The Eckermann Theatre is designed as an experimental space that can be used for a wide range of purposes.
The Eckermann Theatre consists of a flat floor, balcony level, fly tower and technical deck.

Floor space dimension – 18 metres x 10 metres.

There is no fixed seating in the Eckermann Theatre, allowing for total flexibility in Conference or Performance mode.
This flexible space is well suited for small conferences up to 120 at small round tables.

It is also ideal for displays and exhibitions, stand-up or seated dining, break-out facility or registration area.

The Eckermann Theatre was named after Brian Eckermann who served Faith Lutheran School as Principal for 20 years.
Total capacity: 120

Functions & Conferences

The image shows the setup of a function in the foyer

The main foyers are suitable for registrations, display space, exhibition space, break-out facility, stand-up and sit-down meals and other catering. The foyer is linked visually to the main stage by two monitors. The foyers are equipped with three phase power.

The front outside courtyard features but-lit Poplar Trees. Viewed through the floor to ceiling glass wall at the front of the foyer, they create a wonderful ambience in the evening.

The foyer area consists of The Main Foyer (Glass Room) 8 metres x 26 metres and the Eckermann Theatre Foyer 4 metres x 10 metres

Associated Facilities

Wine Education Centre:

A short walk from the complex through an arch tunnel of Wisteria is the Wine Education Centre which is home to a rustic red gum bar along with large fridge and sink. Toilet facilities including a toilet for the disabled is within easy access from the main function room. Suitable for break-outs or eating breaks, retirement drinks or dinners.

Catering Facilities:

The prime catering facility for the Barossa Arts Centre is located adjacent to the Main Foyer.

Atrium:

Opposite the Main Foyer is a glassed area that can be used as access to the Theatre, and also as a reception or meeting area. This area is available for hire.

Break-out Rooms

Several rooms for 10—900 persons are available for hire

Toilets

Toilets are located in the basement for performers. Public toilets are located on both the ground level and balcony level for patrons.

Access

Access for the people with a disability is available at ground level to the foyers and adjacent to the Barossa Arts Centre. Wheelchair access to the Main Theatre, stalls level only.

Parking:

Free on-site parking is available located around the campus and also on the western oval.

Site/Grounds:

The site includes two large ovals and five tennis/basketball courts. This extensive outdoor space is well suited to house large exhibitions, marquee style catering and various other types and styles of events.

• [Entries]:
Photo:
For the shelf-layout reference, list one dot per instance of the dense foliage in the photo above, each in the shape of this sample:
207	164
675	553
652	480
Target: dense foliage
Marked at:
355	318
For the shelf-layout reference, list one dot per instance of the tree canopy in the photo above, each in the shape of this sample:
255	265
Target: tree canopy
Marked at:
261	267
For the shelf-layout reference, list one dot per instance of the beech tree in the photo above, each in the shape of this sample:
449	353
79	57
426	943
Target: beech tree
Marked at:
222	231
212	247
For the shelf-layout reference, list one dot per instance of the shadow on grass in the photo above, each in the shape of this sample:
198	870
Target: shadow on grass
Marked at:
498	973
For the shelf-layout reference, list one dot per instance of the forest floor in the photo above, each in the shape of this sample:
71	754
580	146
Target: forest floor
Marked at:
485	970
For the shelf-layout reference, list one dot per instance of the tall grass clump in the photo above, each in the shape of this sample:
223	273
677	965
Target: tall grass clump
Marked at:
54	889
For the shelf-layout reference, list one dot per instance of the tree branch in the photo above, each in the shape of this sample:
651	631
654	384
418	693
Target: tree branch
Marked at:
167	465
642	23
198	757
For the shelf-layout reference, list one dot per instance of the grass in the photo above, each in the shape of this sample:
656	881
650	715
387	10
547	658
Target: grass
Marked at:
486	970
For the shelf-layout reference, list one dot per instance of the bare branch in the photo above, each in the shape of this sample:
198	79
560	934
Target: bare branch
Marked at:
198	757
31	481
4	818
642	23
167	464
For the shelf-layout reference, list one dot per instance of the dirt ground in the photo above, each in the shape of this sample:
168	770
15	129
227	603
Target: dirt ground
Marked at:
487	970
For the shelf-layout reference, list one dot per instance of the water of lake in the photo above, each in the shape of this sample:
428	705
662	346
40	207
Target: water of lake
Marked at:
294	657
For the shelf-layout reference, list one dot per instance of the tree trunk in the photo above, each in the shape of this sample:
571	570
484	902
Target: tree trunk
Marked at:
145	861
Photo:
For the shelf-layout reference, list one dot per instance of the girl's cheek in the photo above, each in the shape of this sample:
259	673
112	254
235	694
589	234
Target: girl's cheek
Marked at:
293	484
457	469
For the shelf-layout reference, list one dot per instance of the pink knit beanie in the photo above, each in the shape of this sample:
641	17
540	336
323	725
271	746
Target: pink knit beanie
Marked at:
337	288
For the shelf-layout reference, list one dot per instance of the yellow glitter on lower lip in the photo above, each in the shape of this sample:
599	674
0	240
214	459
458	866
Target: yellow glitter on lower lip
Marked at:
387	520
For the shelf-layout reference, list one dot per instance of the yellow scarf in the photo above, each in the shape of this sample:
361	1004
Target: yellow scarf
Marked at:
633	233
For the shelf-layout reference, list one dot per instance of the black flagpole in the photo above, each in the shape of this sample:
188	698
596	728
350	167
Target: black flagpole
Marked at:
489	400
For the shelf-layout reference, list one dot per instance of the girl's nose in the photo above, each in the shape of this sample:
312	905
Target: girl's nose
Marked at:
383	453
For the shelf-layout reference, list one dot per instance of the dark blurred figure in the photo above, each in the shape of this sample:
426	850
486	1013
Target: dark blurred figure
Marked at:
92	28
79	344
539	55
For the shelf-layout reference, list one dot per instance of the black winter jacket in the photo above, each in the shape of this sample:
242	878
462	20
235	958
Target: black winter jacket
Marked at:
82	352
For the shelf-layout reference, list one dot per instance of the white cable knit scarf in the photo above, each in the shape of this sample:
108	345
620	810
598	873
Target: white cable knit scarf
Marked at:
* * *
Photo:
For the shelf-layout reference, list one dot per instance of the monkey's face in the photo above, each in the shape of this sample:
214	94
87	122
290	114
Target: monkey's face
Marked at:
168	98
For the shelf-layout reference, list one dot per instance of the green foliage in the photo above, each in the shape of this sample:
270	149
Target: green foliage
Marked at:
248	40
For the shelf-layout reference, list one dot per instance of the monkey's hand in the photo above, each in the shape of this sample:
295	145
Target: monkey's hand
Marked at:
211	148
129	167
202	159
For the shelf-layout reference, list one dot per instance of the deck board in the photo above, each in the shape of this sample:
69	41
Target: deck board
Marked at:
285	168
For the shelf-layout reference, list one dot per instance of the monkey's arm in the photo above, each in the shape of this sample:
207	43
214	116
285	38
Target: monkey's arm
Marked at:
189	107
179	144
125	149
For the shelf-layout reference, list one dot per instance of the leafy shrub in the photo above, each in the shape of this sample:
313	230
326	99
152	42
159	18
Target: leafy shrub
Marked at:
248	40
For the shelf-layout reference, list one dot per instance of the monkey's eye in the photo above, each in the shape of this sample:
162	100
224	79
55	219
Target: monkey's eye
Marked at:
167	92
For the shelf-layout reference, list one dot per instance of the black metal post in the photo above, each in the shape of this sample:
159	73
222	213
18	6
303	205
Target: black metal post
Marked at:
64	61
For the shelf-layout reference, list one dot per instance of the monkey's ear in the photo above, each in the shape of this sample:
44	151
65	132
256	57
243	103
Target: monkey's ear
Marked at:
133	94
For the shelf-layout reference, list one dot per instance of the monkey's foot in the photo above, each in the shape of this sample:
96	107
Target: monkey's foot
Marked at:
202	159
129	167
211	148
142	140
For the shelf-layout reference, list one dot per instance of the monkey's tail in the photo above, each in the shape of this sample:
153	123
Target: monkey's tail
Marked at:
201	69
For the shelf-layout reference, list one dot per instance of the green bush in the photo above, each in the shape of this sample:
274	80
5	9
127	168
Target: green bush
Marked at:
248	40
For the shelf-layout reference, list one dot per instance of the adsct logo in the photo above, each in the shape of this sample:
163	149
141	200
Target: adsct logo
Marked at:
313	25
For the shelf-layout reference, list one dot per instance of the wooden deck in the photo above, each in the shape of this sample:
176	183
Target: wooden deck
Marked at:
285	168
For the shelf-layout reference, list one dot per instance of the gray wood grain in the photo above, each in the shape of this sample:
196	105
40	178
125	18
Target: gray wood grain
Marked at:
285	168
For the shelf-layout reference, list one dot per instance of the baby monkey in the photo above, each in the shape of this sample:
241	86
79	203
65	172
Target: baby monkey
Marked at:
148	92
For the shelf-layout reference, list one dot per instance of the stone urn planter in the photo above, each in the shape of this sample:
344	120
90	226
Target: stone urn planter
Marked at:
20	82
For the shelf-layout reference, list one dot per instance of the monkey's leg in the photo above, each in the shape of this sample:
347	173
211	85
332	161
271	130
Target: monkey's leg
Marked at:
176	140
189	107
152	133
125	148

• [Problem set]:
**A.** In the venue description, switch "flat floor" to "sprung floor" in the passage that begins at the words "The Eckermann Theatre is" and stops after "and technical deck.".
**B.** What reason does the venue description give for the Eckermann Theatre's total flexibility in Conference or Performance mode?
The entries play no part here.

• [In response]:
**A.**
The Eckermann Theatre is designed as an experimental space that can be used for a wide range of purposes.
The Eckermann Theatre consists of a sprung floor, balcony level, fly tower and technical deck.

**B.** The Eckermann Theatre has no fixed seating, and that allows total flexibility in Conference or Performance mode.